Records provided:
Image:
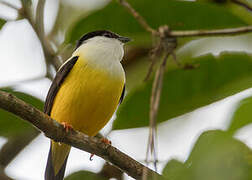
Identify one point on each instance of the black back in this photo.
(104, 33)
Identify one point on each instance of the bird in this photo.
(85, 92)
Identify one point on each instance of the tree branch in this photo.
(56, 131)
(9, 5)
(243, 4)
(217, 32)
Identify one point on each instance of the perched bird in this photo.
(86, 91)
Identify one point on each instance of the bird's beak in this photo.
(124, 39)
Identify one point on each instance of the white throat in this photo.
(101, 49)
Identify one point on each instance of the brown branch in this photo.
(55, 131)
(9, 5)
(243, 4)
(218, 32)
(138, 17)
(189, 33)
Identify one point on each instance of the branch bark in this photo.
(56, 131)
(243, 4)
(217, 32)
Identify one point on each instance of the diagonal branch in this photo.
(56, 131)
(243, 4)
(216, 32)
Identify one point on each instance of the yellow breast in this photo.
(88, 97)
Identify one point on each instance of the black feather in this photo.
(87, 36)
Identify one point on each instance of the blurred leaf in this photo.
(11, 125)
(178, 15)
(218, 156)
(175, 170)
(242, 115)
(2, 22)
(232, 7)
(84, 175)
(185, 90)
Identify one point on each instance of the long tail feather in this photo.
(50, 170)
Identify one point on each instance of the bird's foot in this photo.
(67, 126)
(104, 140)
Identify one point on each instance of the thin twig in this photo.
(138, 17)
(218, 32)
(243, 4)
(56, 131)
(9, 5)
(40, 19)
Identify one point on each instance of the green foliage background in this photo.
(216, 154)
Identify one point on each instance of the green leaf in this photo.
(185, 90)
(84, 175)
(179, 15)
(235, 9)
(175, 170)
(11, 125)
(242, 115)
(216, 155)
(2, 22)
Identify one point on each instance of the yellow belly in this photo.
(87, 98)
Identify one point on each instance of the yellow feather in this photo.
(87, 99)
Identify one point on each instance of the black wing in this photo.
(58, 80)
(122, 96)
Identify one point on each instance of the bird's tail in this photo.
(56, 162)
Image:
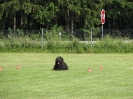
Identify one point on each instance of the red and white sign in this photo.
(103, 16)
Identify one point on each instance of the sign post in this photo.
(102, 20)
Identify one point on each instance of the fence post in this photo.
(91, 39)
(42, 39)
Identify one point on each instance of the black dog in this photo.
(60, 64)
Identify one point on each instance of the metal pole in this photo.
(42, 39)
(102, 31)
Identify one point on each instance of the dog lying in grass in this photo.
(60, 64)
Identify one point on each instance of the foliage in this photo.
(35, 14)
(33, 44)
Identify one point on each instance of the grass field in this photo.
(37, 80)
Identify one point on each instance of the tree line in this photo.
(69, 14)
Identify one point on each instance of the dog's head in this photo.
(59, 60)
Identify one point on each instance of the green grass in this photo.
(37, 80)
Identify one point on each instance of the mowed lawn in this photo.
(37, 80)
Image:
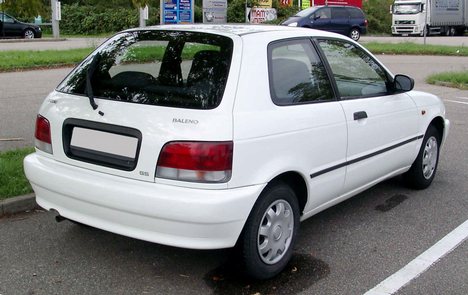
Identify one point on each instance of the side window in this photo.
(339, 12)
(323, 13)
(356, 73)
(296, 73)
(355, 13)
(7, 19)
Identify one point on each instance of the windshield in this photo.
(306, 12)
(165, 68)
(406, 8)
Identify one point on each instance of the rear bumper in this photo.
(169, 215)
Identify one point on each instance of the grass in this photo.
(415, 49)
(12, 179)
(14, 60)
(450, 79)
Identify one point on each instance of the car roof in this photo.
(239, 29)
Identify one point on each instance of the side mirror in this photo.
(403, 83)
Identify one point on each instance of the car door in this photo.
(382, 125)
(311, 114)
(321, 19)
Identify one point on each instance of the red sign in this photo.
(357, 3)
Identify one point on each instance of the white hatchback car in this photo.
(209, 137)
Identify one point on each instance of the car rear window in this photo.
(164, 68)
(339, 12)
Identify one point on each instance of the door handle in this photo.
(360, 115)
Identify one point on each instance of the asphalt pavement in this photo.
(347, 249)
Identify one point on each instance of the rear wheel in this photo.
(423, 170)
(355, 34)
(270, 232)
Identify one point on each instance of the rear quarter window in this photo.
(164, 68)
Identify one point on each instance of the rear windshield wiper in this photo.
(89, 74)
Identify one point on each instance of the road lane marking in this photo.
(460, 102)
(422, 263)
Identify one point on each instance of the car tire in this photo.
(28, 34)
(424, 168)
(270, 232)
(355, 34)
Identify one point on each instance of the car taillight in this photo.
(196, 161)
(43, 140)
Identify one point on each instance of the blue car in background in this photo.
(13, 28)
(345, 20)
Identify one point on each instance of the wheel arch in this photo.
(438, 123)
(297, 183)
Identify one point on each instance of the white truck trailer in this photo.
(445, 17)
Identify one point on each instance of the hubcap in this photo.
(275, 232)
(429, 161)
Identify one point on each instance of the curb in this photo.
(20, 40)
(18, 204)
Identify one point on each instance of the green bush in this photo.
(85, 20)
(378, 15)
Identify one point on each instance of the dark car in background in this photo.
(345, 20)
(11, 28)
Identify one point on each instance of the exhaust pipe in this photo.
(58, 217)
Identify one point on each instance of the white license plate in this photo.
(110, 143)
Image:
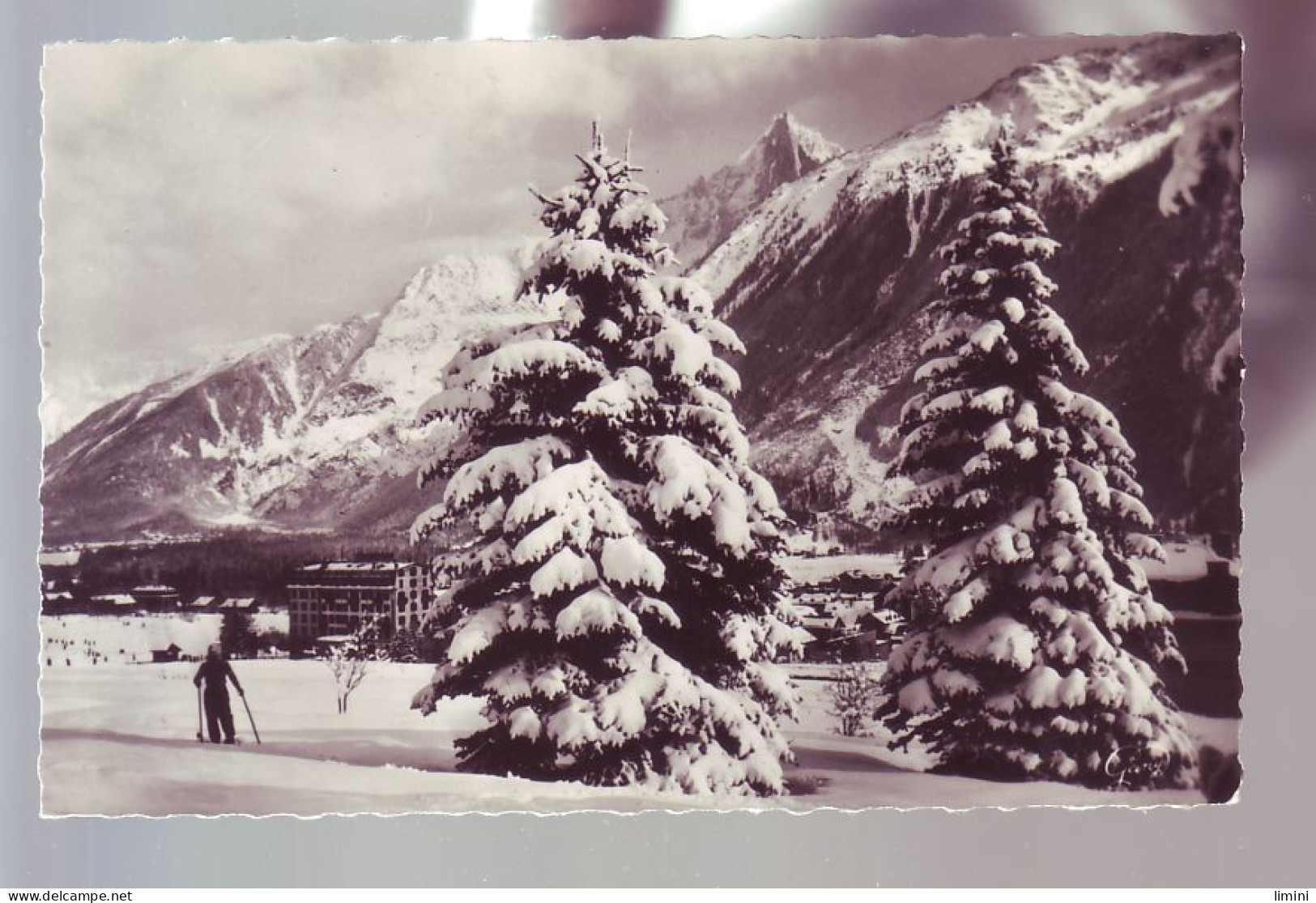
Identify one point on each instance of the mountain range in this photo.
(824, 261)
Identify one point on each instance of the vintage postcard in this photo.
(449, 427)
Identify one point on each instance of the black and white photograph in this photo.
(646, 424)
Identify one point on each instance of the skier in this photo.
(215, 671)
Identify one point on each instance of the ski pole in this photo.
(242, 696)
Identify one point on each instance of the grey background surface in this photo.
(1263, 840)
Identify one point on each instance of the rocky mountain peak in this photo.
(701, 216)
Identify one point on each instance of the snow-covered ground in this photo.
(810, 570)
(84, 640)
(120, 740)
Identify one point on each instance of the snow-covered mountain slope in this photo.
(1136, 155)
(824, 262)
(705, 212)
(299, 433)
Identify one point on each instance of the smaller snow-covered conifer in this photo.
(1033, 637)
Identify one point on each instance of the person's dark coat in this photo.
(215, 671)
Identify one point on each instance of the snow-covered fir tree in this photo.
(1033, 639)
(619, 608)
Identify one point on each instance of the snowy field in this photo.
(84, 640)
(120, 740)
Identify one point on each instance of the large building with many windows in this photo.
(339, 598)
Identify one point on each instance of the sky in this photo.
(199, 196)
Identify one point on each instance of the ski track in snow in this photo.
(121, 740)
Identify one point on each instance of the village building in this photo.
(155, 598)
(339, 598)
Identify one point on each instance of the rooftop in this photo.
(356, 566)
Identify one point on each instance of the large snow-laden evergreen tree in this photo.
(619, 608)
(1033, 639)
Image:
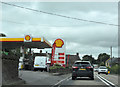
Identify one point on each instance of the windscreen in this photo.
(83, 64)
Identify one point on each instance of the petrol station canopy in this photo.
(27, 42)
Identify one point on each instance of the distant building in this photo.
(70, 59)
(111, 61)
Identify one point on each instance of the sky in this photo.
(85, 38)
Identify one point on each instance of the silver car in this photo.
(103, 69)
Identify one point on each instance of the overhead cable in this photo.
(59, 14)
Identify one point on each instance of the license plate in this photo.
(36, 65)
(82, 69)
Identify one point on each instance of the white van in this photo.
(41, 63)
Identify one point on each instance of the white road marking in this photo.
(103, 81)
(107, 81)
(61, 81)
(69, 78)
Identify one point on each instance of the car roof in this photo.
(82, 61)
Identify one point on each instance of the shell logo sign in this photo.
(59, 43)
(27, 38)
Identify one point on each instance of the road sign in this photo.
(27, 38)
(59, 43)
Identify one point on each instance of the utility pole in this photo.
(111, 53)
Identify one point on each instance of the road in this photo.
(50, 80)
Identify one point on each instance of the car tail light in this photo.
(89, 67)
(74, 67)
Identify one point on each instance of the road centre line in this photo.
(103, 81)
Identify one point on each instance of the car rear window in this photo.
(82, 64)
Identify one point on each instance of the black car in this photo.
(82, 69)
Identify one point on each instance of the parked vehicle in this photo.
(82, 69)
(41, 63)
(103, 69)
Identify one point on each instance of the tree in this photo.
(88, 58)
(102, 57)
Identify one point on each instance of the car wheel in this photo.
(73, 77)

Prompt: Every line of the material must be returned verbatim, and pictures must be left behind.

Solution to the problem:
Image:
Identify one point on each instance of the black back in this photo.
(104, 33)
Identify one point on each instance of the bird in this photo.
(85, 92)
Identify one point on each instance of the tree branch in this photo.
(56, 131)
(9, 5)
(243, 4)
(217, 32)
Identify one point on each instance of the perched bird in this photo.
(86, 91)
Identify one point on each instance of the bird's beak in this photo.
(124, 39)
Identify one point on each instance of the white throat in this photo.
(101, 49)
Identify one point on each instance of the brown branch in this photo.
(55, 131)
(9, 5)
(243, 4)
(218, 32)
(138, 17)
(189, 33)
Identify one point on each instance of the branch bark in this photo.
(56, 131)
(243, 4)
(217, 32)
Identify one point on each instance of the diagonal branch in this photo.
(56, 131)
(243, 4)
(216, 32)
Identify one point on each instance of the yellow breast in this photo.
(88, 97)
Identify one point on each instance of the black feather in this photo.
(87, 36)
Identify one point on each instance of the blurred leaf in this photo.
(11, 125)
(178, 15)
(218, 156)
(175, 170)
(242, 115)
(2, 22)
(232, 7)
(84, 175)
(185, 90)
Identify one point on each instance of the long tail feather in this photo.
(50, 170)
Identify one point on each instance of the bird's foot in this photo.
(67, 126)
(104, 140)
Identify one point on each instance of the thin twig in this photo.
(138, 17)
(218, 32)
(243, 4)
(56, 131)
(9, 5)
(40, 19)
Identify one point on each instance of the green foliage background in this photo.
(216, 154)
Identify one point on each instance of the green leaf in this photo.
(185, 90)
(84, 175)
(179, 15)
(235, 9)
(175, 170)
(11, 125)
(242, 115)
(216, 155)
(2, 22)
Identify one point on each instance of the yellow belly in this photo.
(87, 98)
Identify one point on each instance of the yellow feather in this photo.
(87, 99)
Identify one point on each instance of the black wing in this photo.
(58, 80)
(122, 96)
Identify one point on each instance of the bird's tail in this photo.
(56, 162)
Image:
Identify one point on each instance of the red and white sign in this photo.
(103, 16)
Identify one point on each instance of the sign post in this photo.
(102, 20)
Identify one point on each instance of the fence post in this photo.
(91, 39)
(42, 39)
Identify one point on each instance of the black dog in this photo.
(60, 64)
Identify one point on each instance of the metal pole in this photo.
(42, 39)
(102, 31)
Identify one point on each instance of the dog lying in grass in this photo.
(60, 64)
Identify one point on each instance of the foliage in this photo.
(35, 14)
(33, 44)
Identify one point on each instance of the grass field in this photo.
(37, 80)
Identify one point on each instance of the tree line in this photo.
(69, 14)
Identify one point on each instance of the dog's head in this photo.
(59, 60)
Identify one point on each instance of the green grass in this photo.
(37, 80)
Identify one point on each instance of the mowed lawn in this photo.
(37, 80)
Image:
Identify one point on each instance of the side window in this photo.
(339, 12)
(323, 13)
(356, 73)
(296, 73)
(355, 13)
(7, 19)
Identify one point on each instance of the windshield in this photo.
(306, 12)
(165, 68)
(406, 8)
Identify one point on each instance of the rear bumper in this photo.
(169, 215)
Identify one point on each instance of the grass in this photo.
(415, 49)
(12, 179)
(14, 60)
(450, 79)
Identify one point on each instance of the car roof in this photo.
(239, 29)
Identify one point on each instance of the side mirror in this photo.
(403, 83)
Identify one point on each instance of the car door in this photo.
(382, 125)
(311, 114)
(321, 19)
Identify one point on each instance of the red sign in this photo.
(357, 3)
Identify one point on each instance of the white hatchback car in this photo.
(209, 137)
Identify one point on each instance of the car rear window in this photo.
(164, 68)
(339, 12)
Identify one point on each instance of the door handle in this photo.
(360, 115)
Identify one point on each instance of the asphalt pavement in this photo.
(347, 249)
Identify one point on each instance of the rear wheel in this photo.
(423, 170)
(355, 34)
(270, 232)
Identify one point on each instance of the rear quarter window in this photo.
(164, 68)
Identify one point on each instance of the rear windshield wiper in this photo.
(89, 74)
Identify one point on each instance of the road lane marking in this photo.
(460, 102)
(422, 263)
Identify one point on each instance of the car tire in this photo.
(28, 34)
(424, 168)
(270, 232)
(355, 34)
Identify one point on each instance of the car taillight in this photo.
(196, 161)
(43, 140)
Identify one point on each instance of the blue car in background in this photo.
(13, 28)
(345, 20)
Identify one point on each instance of the wheel arch in this photo.
(438, 123)
(297, 183)
Identify one point on each instance of the white truck trailer in this photo.
(445, 17)
Identify one point on each instance of the hubcap in this photo.
(275, 232)
(429, 161)
Identify one point on each instance of the curb in this photo.
(20, 40)
(18, 204)
Identify one point on each instance of the green bush in this photo.
(85, 20)
(378, 15)
Identify one point on each instance of the dark car in background in this photo.
(345, 20)
(11, 28)
Identify one point on each instance of the exhaust pipe in this photo.
(58, 217)
Identify one point on each instance of the white license plate in this photo.
(110, 143)
Image:
Identify one point on each instance of the mountain range in this photo.
(824, 261)
Identify one point on each instance of the vintage postcard in this photo.
(449, 427)
Identify one point on each instance of the black and white photograph in this photo.
(646, 424)
Identify one point on each instance of the skier in this photo.
(215, 671)
Identify one point on each instance of the ski pole in this photo.
(242, 696)
Identify one point on each instance of the grey background surface in this photo.
(1263, 840)
Identify one point on each instance of the rocky mountain peak in this photo.
(701, 216)
Identify one point on each instance of the snow-covered ground in this photo.
(810, 570)
(84, 640)
(120, 740)
Identify one point on each instance of the snow-covered mountain slope in this photo.
(1136, 155)
(824, 262)
(705, 212)
(299, 433)
Identify one point on each instance of the smaller snow-covered conifer in this photo.
(1033, 637)
Identify one point on each instance of the person's dark coat in this photo.
(215, 671)
Identify one point on each instance of the snow-covered fir tree in this photo.
(1033, 639)
(619, 608)
Identify one point on each instance of the snowy field in this photo.
(84, 640)
(120, 740)
Identify one point on each instance of the large building with many windows in this photo.
(339, 598)
Identify one point on each instance of the sky in this photo.
(199, 196)
Identify one point on each instance of the ski track in snow in this photo.
(121, 740)
Identify one point on each instance of the village building in this photo.
(155, 598)
(339, 598)
Identify one point on each instance of the rooftop in this photo.
(356, 566)
Identify one point on each instance of the large snow-laden evergreen tree in this photo.
(619, 608)
(1033, 639)
Image:
Identify one point on each instance of the windscreen in this photo.
(83, 64)
Identify one point on each instance of the petrol station canopy in this photo.
(27, 42)
Identify one point on each instance of the distant building in this photo.
(70, 59)
(111, 61)
Identify one point on each instance of the sky in this photo.
(85, 38)
Identify one point on each instance of the silver car in this photo.
(103, 69)
Identify one point on each instance of the overhead cable in this photo.
(59, 14)
Identify one point on each instance of the license plate in this photo.
(36, 65)
(82, 69)
Identify one point on each instance of the white van in this photo.
(41, 63)
Identify one point on each instance of the white road marking in this photo.
(103, 81)
(107, 81)
(61, 81)
(69, 78)
Identify one point on each instance of the car roof in this photo.
(82, 61)
Identify one point on each instance of the shell logo sign in this photo.
(59, 43)
(27, 38)
Identify one point on each instance of the road sign in this photo.
(27, 38)
(59, 43)
Identify one point on each instance of the utility pole in this photo.
(111, 53)
Identify one point on each instance of the road in this photo.
(50, 80)
Identify one point on each instance of the car tail light in this photo.
(89, 67)
(74, 67)
Identify one point on each instance of the road centre line in this photo.
(103, 81)
Identify one point on each instance of the car rear window in this photo.
(82, 64)
Identify one point on each instance of the black car in this photo.
(82, 69)
Identify one point on each instance of the parked vehicle in this photo.
(82, 69)
(41, 63)
(103, 69)
Identify one point on each instance of the tree in this photo.
(88, 58)
(102, 57)
Identify one point on each instance of the car wheel in this photo.
(73, 77)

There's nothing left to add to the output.